## [TASKS]
• a. In the ARCADE paper summary, how many cities and countries does the dataset label?
• b. Please carry the ARCADE paper summary forward from its final bullet point.
------ TEXT BLOCK
[Paper] ARCADE: A City-Scale Corpus for Fine-Grained Arabic Dialect Tagging

Published: (January 5, 2026 at 10:32 AM EST)
3 min read
Source: arXiv

Source: arXiv - 2601.02209v1

Overview

The ARCADE paper introduces ARCADE (Arabic Radio Corpus for Audio Dialect Evaluation), the first large‑scale Arabic speech dataset that tags audio at the city level. By harvesting radio broadcasts from across the Arab world and annotating each 30‑second clip with fine‑grained dialect, emotion, and speech‑type metadata, the authors provide a powerful new resource for building and evaluating dialect‑aware speech technologies.

Key Contributions

  • City‑level dialect granularity: 3,790 unique audio segments labeled for 58 cities in 19 Arab countries.
  • Multi‑task annotation schema: Each clip includes dialect, emotion, speech type (e.g., news, talk‑show), and a validity flag for dialect identification.
  • Robust data pipeline: Automated streaming capture, quality filtering, and human verification by 1–3 native reviewers per clip.
  • Open‑source release: Full dataset (6,907 annotations) hosted on Hugging Face, ready for immediate use in research and product development.
  • Benchmark baseline: Baseline multi‑task learning models and evaluation metrics for city‑level dialect tagging are provided.
------------
------ EXTRACTED RECORDS
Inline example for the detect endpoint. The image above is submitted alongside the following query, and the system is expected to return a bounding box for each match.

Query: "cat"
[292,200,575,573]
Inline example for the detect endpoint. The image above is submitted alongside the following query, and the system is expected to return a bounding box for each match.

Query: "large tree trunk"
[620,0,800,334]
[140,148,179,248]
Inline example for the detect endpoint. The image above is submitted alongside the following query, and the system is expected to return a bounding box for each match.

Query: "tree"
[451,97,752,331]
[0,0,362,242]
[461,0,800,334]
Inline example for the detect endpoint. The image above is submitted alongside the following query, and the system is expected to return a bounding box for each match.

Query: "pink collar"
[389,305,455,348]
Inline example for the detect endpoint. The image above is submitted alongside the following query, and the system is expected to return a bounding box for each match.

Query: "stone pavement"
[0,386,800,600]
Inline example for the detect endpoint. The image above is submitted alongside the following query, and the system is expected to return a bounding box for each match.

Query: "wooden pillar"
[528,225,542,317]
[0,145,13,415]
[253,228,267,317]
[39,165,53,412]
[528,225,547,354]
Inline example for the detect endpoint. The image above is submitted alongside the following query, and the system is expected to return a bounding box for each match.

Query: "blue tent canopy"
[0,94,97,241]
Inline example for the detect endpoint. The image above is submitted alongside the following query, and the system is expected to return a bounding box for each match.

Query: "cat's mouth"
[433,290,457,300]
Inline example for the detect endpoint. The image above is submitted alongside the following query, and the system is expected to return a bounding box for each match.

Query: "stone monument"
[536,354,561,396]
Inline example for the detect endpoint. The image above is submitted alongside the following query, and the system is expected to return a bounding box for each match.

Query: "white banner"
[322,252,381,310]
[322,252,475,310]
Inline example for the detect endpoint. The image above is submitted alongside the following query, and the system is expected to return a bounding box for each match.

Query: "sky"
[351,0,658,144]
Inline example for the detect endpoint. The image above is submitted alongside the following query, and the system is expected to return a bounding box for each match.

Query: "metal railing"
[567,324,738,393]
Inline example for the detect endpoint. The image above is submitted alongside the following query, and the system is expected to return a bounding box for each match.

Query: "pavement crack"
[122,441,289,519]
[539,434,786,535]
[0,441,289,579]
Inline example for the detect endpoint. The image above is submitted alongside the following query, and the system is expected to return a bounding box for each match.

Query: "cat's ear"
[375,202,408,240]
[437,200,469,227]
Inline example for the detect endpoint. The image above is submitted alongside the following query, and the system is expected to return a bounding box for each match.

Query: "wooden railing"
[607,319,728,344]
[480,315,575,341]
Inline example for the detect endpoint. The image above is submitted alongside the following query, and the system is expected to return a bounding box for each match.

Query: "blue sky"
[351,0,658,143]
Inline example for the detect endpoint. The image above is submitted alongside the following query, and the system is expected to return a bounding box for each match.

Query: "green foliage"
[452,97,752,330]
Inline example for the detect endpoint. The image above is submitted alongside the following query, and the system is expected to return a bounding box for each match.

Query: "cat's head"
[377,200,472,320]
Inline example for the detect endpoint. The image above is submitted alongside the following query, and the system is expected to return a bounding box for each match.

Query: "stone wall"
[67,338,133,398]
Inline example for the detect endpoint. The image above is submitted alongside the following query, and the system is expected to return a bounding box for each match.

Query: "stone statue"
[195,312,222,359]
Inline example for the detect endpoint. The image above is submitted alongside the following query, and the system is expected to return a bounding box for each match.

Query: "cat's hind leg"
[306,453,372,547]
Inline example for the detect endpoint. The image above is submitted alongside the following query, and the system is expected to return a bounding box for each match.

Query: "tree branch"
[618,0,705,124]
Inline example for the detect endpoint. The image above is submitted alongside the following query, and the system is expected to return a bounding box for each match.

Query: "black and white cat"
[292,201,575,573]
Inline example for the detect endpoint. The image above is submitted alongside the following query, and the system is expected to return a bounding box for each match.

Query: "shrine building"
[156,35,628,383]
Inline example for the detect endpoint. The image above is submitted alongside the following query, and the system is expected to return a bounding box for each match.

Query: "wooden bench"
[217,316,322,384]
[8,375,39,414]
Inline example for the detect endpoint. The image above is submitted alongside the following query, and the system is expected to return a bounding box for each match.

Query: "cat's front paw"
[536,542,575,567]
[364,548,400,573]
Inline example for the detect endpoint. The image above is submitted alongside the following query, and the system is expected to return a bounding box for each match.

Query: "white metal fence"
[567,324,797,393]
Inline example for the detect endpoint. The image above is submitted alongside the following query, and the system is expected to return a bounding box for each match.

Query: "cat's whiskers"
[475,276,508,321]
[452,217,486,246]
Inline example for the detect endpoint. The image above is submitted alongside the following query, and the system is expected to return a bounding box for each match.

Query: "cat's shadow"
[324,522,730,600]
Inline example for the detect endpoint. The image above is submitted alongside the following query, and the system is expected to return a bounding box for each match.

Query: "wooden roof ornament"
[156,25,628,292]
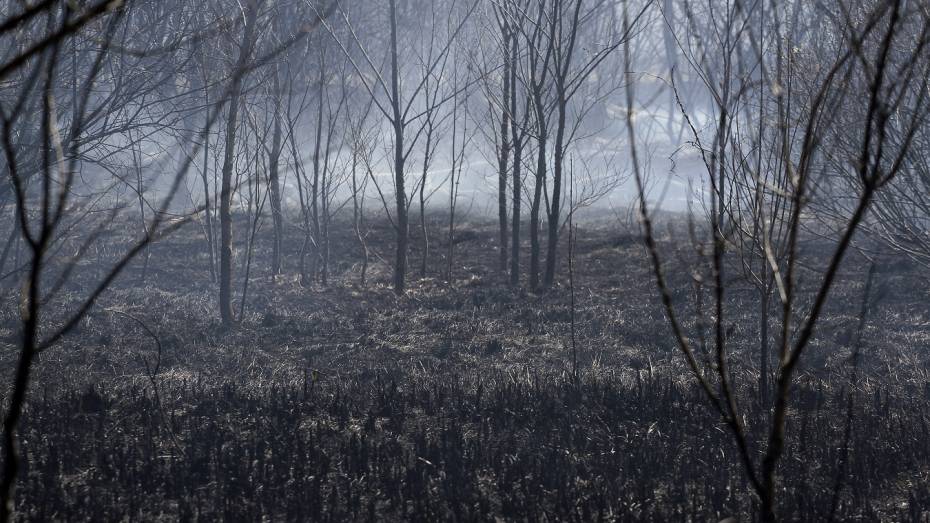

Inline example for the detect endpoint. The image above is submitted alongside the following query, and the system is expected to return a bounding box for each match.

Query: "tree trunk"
[219,3,258,327]
[543,91,568,287]
[268,75,284,276]
[389,0,409,295]
[530,92,546,292]
[0,254,41,523]
[509,36,526,287]
[497,28,512,272]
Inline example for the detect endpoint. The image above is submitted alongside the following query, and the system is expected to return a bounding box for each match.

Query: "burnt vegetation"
[0,0,930,523]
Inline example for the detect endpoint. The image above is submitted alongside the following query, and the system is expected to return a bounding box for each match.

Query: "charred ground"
[0,211,930,521]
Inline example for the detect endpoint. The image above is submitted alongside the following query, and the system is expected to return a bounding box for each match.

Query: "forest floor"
[0,211,930,521]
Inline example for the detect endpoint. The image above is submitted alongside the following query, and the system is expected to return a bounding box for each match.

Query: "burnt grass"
[0,211,930,521]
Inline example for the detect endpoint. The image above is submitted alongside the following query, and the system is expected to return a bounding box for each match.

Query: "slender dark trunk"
[268,76,284,276]
[497,29,513,272]
[310,50,326,281]
[389,0,409,295]
[419,122,433,278]
[509,37,526,287]
[543,89,568,287]
[220,3,258,327]
[352,147,368,287]
[0,248,41,523]
[530,92,547,292]
[200,102,216,282]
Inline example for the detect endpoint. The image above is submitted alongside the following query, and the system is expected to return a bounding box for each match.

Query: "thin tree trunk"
[388,0,409,295]
[497,26,516,272]
[268,75,284,276]
[543,95,568,287]
[530,93,546,292]
[219,2,258,327]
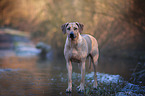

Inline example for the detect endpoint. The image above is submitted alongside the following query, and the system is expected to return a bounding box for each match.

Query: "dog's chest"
[69,48,86,62]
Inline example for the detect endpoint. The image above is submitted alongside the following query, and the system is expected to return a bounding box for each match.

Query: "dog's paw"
[77,86,85,93]
[65,88,72,93]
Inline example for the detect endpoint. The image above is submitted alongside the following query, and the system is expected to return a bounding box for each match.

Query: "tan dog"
[61,22,99,92]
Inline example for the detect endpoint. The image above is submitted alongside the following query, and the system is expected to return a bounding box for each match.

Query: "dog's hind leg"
[92,54,99,89]
[66,61,72,93]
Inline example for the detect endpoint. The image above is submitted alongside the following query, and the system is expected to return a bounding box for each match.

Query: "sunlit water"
[0,57,137,96]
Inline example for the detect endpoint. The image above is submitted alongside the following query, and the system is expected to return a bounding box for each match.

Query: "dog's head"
[61,22,84,40]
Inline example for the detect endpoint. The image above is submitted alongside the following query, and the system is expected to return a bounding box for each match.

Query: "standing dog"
[61,22,99,92]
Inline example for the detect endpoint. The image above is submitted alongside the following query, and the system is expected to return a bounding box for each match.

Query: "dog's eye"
[67,27,70,30]
[74,27,78,30]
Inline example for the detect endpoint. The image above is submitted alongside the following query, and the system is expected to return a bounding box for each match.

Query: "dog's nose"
[69,32,75,38]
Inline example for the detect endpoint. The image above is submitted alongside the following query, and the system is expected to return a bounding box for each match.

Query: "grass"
[73,72,145,96]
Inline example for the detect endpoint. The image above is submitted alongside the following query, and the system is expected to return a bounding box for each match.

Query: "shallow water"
[0,57,137,96]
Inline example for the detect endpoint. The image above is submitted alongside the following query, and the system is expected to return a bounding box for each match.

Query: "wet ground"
[0,57,138,96]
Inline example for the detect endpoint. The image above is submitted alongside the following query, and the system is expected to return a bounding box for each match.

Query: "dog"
[61,22,99,93]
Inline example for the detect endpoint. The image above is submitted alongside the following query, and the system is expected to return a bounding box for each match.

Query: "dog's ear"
[76,22,84,33]
[61,23,69,34]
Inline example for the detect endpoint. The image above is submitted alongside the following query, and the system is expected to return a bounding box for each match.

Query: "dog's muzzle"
[69,32,76,39]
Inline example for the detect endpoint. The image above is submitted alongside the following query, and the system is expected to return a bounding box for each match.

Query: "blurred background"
[0,0,145,58]
[0,0,145,95]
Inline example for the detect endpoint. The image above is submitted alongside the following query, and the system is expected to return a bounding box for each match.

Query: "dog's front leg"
[66,61,72,93]
[78,61,85,92]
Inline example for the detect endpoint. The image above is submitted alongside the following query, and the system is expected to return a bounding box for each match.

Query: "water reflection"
[0,57,135,96]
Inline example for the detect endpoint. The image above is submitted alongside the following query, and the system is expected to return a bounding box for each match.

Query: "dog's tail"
[89,56,92,69]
------------
## [ANSWERS BELOW]
• a. 58 cities in 19 Arab countries.

• b.
Methodology

  1. Data Collection – The team identified 1,200+ Arabic radio stations on public streaming platforms. A custom crawler continuously recorded 30‑second windows from each live stream, ensuring a mix of Modern Standard Arabic (MSA) and regional dialects.
  2. Quality Assurance – Audio segments were automatically screened for signal‑to‑noise ratio, clipping, and language detection. Low‑quality clips were discarded.
  3. Human Annotation – Native Arabic speakers (1–3 per clip) listened to each segment via a web interface and supplied:
    • Dialect label (city, country, and broader dialect family)
    • Emotion (neutral, happy, sad, angry, etc.)
    • Speech type (news, interview, music‑intro, etc.)
    • Validity flag (whether the dialect can be confidently identified)
  4. Dataset Curation – After annotation, the authors performed statistical checks (label balance, inter‑annotator agreement) and split the data into train/validation/test sets, preserving city distribution.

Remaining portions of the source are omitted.